> **TASK DIRECTIONS**
Pick out every line of the records below that contains the word "metal", treating uppercase and lowercase as distinct.

> **Records from a data collection**
** START **
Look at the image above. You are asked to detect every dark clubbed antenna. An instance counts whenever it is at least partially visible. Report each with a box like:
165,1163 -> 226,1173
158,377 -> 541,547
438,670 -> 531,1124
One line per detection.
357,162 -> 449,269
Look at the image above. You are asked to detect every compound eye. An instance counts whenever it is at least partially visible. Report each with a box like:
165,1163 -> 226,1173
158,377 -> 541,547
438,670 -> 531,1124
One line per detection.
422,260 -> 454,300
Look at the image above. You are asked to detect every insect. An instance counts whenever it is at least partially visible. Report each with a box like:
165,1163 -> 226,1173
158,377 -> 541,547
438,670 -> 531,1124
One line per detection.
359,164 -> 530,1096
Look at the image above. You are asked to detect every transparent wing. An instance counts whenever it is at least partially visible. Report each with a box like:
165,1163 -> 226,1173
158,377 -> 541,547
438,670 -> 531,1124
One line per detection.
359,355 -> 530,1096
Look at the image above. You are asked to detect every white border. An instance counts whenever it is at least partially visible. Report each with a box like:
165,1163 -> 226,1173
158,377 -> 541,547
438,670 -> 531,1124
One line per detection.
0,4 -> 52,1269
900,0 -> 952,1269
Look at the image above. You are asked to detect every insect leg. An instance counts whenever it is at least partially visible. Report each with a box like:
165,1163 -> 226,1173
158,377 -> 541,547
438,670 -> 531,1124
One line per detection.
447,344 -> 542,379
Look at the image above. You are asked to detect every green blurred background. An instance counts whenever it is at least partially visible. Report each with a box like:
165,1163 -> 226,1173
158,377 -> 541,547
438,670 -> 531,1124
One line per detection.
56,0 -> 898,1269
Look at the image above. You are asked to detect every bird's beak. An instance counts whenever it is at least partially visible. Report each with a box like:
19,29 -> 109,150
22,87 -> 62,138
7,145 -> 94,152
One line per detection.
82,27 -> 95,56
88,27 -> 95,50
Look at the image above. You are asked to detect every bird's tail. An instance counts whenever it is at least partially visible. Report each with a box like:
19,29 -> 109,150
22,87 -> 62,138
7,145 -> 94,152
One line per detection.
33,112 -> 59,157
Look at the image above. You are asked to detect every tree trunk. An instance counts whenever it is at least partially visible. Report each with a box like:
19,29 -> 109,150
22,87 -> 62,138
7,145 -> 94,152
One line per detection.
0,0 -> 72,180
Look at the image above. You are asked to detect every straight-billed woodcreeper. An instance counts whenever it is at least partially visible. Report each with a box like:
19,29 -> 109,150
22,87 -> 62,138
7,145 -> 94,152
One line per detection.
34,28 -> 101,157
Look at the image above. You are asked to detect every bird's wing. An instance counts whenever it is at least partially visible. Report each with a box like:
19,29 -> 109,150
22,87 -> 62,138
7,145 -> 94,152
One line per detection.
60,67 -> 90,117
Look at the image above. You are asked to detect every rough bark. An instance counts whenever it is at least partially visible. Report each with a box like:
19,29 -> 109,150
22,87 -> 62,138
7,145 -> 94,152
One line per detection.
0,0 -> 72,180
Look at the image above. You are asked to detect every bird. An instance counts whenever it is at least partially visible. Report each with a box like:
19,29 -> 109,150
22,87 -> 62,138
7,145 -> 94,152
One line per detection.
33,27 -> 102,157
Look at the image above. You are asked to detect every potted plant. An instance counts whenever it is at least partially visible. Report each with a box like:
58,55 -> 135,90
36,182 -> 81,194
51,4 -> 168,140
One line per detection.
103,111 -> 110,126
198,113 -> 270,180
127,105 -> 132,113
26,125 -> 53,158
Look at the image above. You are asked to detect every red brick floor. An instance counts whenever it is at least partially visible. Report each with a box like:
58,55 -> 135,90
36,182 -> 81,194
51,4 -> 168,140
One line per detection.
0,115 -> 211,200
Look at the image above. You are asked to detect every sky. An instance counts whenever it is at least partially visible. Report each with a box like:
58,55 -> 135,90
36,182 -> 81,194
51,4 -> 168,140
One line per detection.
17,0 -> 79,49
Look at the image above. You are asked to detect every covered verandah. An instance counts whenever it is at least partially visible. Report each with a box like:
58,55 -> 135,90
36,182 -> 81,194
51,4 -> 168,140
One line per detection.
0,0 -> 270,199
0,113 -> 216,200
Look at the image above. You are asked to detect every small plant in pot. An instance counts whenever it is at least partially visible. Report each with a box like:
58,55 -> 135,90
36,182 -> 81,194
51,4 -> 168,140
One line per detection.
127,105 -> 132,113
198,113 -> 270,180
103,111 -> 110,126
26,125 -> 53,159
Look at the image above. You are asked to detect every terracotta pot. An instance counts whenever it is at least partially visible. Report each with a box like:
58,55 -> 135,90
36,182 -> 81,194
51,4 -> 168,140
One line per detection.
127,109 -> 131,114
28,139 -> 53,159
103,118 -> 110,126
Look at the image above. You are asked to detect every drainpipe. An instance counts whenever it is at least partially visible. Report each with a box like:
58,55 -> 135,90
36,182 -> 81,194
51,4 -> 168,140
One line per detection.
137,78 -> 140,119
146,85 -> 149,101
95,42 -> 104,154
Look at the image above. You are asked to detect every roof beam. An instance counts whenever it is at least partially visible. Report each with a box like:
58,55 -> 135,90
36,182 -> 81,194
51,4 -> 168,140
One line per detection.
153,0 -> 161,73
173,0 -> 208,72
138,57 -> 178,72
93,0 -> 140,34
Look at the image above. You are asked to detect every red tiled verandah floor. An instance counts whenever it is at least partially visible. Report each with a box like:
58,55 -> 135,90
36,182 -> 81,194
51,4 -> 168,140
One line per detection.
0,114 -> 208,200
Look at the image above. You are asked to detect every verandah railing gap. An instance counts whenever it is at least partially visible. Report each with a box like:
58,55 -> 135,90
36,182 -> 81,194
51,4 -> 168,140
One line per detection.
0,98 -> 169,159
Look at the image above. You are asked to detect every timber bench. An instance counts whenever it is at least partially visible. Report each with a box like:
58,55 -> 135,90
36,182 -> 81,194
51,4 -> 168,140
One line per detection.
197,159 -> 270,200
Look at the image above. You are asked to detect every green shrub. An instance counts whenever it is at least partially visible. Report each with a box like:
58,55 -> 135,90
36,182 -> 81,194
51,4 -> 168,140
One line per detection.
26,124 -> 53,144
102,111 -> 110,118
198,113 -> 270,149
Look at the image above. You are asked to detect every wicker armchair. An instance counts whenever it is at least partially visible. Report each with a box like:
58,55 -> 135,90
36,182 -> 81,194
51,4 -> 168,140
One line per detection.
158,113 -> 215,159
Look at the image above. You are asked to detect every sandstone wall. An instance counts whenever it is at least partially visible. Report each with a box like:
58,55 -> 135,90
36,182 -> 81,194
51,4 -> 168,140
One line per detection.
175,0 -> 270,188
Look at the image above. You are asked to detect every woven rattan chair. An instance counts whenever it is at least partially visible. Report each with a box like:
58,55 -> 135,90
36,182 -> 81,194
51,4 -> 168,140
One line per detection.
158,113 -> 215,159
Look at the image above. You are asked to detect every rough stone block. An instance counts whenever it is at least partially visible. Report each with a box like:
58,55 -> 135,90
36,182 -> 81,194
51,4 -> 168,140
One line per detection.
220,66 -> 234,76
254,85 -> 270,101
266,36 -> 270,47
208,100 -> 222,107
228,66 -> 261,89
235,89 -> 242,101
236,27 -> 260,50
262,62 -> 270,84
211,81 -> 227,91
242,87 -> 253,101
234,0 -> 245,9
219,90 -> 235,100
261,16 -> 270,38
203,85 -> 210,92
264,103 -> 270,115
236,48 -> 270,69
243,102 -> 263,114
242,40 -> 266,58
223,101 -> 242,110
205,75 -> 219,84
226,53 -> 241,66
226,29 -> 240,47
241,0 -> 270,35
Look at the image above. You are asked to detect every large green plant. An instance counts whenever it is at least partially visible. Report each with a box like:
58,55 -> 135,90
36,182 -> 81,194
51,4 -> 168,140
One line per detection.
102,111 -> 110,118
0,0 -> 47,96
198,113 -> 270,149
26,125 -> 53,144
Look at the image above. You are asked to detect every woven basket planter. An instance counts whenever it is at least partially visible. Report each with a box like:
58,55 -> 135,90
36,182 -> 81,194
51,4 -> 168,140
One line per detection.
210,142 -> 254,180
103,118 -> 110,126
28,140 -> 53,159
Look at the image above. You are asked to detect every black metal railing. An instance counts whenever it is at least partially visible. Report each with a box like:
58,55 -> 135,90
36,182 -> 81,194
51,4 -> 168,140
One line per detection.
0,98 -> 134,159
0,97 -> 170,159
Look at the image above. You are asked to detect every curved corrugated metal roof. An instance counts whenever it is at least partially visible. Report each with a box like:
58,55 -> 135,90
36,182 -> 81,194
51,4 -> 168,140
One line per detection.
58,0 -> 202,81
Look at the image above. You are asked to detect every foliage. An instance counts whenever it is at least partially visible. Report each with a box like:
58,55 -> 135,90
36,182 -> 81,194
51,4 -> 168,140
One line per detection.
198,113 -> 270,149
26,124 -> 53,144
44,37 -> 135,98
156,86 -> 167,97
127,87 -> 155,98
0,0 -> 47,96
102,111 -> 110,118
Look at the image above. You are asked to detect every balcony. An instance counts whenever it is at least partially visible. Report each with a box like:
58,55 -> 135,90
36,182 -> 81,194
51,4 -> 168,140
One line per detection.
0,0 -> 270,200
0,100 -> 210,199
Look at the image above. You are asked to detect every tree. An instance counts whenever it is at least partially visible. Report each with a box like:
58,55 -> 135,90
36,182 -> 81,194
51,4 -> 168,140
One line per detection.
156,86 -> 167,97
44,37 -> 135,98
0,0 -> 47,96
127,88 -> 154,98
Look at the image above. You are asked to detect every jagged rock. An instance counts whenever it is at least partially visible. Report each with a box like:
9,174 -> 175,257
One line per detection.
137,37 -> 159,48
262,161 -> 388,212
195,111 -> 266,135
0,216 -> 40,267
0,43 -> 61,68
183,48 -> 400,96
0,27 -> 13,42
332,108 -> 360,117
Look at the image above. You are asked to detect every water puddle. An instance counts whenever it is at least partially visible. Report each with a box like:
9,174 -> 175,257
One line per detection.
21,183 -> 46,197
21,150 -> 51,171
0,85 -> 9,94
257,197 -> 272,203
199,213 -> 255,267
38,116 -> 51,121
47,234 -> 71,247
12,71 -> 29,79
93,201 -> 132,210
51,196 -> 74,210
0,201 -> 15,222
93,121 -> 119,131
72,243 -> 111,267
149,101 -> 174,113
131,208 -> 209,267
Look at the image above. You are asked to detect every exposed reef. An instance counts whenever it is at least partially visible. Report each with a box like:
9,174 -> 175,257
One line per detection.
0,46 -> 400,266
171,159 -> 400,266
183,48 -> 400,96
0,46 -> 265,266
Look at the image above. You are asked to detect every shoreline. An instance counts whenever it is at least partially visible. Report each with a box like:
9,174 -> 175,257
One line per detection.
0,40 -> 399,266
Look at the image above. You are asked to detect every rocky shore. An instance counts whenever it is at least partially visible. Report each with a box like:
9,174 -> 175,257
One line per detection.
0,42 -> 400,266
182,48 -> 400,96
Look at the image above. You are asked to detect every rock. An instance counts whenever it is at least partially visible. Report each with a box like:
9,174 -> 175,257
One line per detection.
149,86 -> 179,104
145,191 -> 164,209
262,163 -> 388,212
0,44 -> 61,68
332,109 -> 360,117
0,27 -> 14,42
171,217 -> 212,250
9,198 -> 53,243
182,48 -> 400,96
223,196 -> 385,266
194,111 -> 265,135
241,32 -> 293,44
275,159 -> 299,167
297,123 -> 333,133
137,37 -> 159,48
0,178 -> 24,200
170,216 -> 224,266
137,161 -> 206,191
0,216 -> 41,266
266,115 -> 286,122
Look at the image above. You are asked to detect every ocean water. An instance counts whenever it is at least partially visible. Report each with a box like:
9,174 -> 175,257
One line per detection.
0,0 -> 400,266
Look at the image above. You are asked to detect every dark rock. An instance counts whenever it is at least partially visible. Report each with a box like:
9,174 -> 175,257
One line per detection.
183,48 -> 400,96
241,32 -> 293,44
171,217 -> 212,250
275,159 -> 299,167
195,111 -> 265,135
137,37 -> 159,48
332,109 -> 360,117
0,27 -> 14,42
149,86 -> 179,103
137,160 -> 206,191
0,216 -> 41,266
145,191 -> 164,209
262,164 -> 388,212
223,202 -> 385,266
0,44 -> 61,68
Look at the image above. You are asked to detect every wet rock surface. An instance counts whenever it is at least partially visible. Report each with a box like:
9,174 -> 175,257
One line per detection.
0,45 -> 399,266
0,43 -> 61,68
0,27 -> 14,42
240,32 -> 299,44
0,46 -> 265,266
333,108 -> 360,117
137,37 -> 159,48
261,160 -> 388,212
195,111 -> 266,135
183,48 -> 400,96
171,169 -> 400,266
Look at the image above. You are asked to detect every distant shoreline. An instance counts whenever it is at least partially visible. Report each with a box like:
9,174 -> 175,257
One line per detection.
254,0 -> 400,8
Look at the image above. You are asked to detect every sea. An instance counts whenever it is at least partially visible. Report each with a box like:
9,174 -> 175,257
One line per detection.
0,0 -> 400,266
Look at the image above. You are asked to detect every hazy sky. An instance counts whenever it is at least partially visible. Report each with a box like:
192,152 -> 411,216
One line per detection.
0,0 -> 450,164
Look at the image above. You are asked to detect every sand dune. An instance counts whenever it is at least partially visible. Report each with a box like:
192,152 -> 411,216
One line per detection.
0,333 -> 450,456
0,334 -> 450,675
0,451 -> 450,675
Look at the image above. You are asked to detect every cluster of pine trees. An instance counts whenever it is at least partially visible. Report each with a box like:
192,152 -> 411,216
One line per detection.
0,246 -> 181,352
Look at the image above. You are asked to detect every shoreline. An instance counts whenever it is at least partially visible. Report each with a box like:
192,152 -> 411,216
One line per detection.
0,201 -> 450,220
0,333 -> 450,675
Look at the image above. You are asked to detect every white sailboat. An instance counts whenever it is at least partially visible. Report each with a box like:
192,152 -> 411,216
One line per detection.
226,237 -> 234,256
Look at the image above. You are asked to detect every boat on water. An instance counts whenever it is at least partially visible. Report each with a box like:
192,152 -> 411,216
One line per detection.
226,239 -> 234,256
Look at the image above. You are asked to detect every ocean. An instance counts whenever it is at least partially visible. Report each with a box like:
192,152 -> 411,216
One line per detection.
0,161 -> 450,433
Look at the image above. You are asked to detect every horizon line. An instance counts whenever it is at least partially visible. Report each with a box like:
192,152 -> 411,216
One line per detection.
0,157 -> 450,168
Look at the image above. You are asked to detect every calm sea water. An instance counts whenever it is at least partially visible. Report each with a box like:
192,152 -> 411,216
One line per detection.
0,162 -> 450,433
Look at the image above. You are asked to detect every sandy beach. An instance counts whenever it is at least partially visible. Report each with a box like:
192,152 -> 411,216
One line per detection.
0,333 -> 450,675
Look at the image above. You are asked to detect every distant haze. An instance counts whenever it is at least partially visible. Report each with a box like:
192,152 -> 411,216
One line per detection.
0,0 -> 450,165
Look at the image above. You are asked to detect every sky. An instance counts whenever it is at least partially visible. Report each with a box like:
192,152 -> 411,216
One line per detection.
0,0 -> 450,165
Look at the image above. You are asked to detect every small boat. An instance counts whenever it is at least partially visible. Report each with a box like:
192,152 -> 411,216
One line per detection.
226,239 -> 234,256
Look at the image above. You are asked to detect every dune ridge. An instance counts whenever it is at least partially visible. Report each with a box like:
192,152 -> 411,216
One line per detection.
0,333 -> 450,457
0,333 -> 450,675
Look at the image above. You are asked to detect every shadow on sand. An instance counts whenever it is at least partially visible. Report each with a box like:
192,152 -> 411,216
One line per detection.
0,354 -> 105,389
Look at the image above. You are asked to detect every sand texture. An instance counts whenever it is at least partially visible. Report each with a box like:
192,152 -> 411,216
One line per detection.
** END **
> **SOLUTION FOR THIS TASK**
Look at the image above. You are asked to detect every black metal railing. An instance counts whenever it is at least partially visible. Report each with a box like:
Look at the image above. You are asked to detect every curved corrugated metal roof. An instance counts whenever it is at least partially visible. Report each with a box like:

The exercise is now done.